• **WHAT TO WORK ON**
Set out the lines below as a numbered list, leaving out any blank lines.

Part of a data file:
┄┄┄┄┄┄┄┄┄┄

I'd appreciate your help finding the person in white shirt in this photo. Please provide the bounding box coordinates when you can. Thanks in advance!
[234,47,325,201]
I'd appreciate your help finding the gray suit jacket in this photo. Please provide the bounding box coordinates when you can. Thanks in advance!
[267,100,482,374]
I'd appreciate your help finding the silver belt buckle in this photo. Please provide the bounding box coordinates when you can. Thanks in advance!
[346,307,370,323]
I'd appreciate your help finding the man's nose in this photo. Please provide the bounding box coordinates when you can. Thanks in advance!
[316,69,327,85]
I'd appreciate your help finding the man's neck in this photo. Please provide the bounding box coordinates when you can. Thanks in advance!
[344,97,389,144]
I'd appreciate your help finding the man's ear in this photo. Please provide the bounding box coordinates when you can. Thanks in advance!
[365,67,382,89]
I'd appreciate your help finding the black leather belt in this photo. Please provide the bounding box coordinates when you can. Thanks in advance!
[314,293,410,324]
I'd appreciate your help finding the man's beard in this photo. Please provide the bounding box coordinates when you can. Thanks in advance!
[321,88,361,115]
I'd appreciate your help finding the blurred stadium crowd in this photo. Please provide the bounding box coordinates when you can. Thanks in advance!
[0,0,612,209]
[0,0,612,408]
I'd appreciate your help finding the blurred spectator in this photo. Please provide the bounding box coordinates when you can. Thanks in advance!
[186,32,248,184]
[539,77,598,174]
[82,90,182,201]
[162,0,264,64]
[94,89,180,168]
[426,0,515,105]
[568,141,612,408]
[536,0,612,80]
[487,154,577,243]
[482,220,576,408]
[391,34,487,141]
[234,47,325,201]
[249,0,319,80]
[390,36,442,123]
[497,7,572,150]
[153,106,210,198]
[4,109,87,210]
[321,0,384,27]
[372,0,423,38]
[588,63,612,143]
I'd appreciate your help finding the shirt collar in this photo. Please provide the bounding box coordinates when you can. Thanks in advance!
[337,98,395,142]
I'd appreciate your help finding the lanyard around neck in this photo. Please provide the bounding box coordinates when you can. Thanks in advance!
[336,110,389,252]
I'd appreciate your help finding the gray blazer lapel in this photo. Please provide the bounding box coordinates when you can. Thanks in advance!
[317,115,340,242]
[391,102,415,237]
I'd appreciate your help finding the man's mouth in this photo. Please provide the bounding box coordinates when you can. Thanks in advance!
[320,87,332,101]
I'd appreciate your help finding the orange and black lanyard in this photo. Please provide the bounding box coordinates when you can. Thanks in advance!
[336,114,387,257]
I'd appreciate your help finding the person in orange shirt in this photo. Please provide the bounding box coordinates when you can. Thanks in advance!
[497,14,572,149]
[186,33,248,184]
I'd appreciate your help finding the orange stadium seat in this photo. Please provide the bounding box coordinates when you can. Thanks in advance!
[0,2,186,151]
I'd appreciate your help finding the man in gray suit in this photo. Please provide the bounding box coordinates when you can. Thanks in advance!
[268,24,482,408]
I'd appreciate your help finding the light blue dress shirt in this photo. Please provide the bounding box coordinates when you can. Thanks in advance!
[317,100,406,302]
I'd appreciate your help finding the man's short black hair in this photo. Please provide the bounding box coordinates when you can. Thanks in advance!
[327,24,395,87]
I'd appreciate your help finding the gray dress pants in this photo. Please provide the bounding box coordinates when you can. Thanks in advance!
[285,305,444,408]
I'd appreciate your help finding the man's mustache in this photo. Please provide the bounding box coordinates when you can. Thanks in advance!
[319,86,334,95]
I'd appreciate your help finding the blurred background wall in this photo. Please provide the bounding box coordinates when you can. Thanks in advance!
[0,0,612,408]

┄┄┄┄┄┄┄┄┄┄

• **FINISHED ANSWER**
1. I'd appreciate your help finding the person in white shirt in this photo. Please provide the bounding box coordinates when you can. Thanks in advance!
2. [234,47,325,201]
3. I'd appreciate your help finding the gray suit jacket in this photo. Please provide the bounding box coordinates when you can. Thanks in advance!
4. [267,100,482,374]
5. I'd appreciate your help finding the silver belt buckle in this photo. Please provide the bounding box coordinates when you can. Thanks in advance!
6. [346,307,370,323]
7. I'd appreciate your help finding the man's nose in this photo. Please provide the bounding box coordinates when you can. Thanks in advance!
8. [316,69,327,85]
9. I'd appreciate your help finding the man's neck in this photo. Please provide the bounding box coordinates when you can. Thanks in advance!
10. [344,97,389,144]
11. I'd appreciate your help finding the man's ear in this photo. Please provide the bounding box coordinates when you can. Thanks in advance!
12. [365,67,382,89]
13. I'd appreciate your help finding the black leather belt in this photo. Please provide the bounding box coordinates when you can. Thanks in advance!
14. [314,293,410,324]
15. I'd appreciate your help finding the man's beard in this photo. Please provide the bounding box coordinates when you can. Thanks in advance!
16. [321,88,361,115]
17. I'd appreciate your help finding the blurred stadium crowd in this photo. Please provide the bounding box coordinates when you can. Thanks in advance!
18. [0,0,612,209]
19. [0,0,612,408]
20. I'd appreciate your help finding the blurred spectator in this photo. Please provide the bounding box coordinates when you can. Thanks in advance!
21. [186,32,248,184]
22. [539,77,598,174]
23. [82,90,182,201]
24. [162,0,264,64]
25. [94,89,180,168]
26. [426,0,515,105]
27. [568,141,612,408]
28. [536,0,612,80]
29. [487,154,577,243]
30. [482,220,576,408]
31. [391,34,487,141]
32. [234,47,325,201]
33. [249,0,319,80]
34. [390,36,442,123]
35. [497,7,572,150]
36. [153,106,210,198]
37. [4,109,87,210]
38. [321,0,384,27]
39. [372,0,423,38]
40. [588,63,612,143]
41. I'd appreciate your help finding the shirt collar in this photo. Please provide the bounding box coordinates when you can. Thanks in advance!
42. [337,98,395,142]
43. I'd appreciate your help finding the lanyard around neck in this photo. Please provide the bounding box coordinates when you can. Thanks in advance!
44. [336,110,389,252]
45. I'd appreciate your help finding the gray blazer lapel in this photo. Please provide the bounding box coordinates when you can. Thanks in advance!
46. [317,115,340,242]
47. [391,102,415,237]
48. I'd appreciate your help finding the man's mouth in this photo. Please provide the bounding box coordinates when you can. Thanks in advance!
49. [320,87,332,101]
50. I'd appreciate your help finding the orange and black lanyard in this photo. Please provide the bounding box coordinates when you can. Thanks in advance!
51. [336,114,387,257]
52. I'd appreciate your help finding the person in orange shirt in this photo. Please provide the bounding box coordinates when you can. Thanks in advance!
53. [497,14,572,149]
54. [186,33,248,184]
55. I'd appreciate your help finding the orange stadium seat in this photo. Please provide the bounding box coordinates when you can. Thanks in advance!
56. [0,2,186,151]
57. I'd appreciate your help finding the man in gray suit in this photo. Please provide the bounding box coordinates when you can. Thanks in advance!
58. [268,24,482,408]
59. I'd appreciate your help finding the light blue dress shirt in this photo. Please provide the bounding box coordinates when you can. Thanks in advance!
60. [317,100,406,302]
61. I'd appreciate your help finding the man's short black hair in this photo. Please provide the bounding box coordinates when you can. Thanks in advance!
62. [327,24,395,87]
63. I'd appreciate your help finding the gray dress pants in this photo. Please provide the bounding box coordinates when you can. Thanks in advance!
64. [285,305,444,408]
65. I'd appreciate your help finding the man's mustache in this photo. Please provide the bounding box coordinates when you can. Thanks in advance!
66. [319,86,334,95]
67. I'd appreciate your help finding the blurred background wall in this photo. Please provide the bounding box coordinates when you can. Thanks in advance!
68. [0,0,612,408]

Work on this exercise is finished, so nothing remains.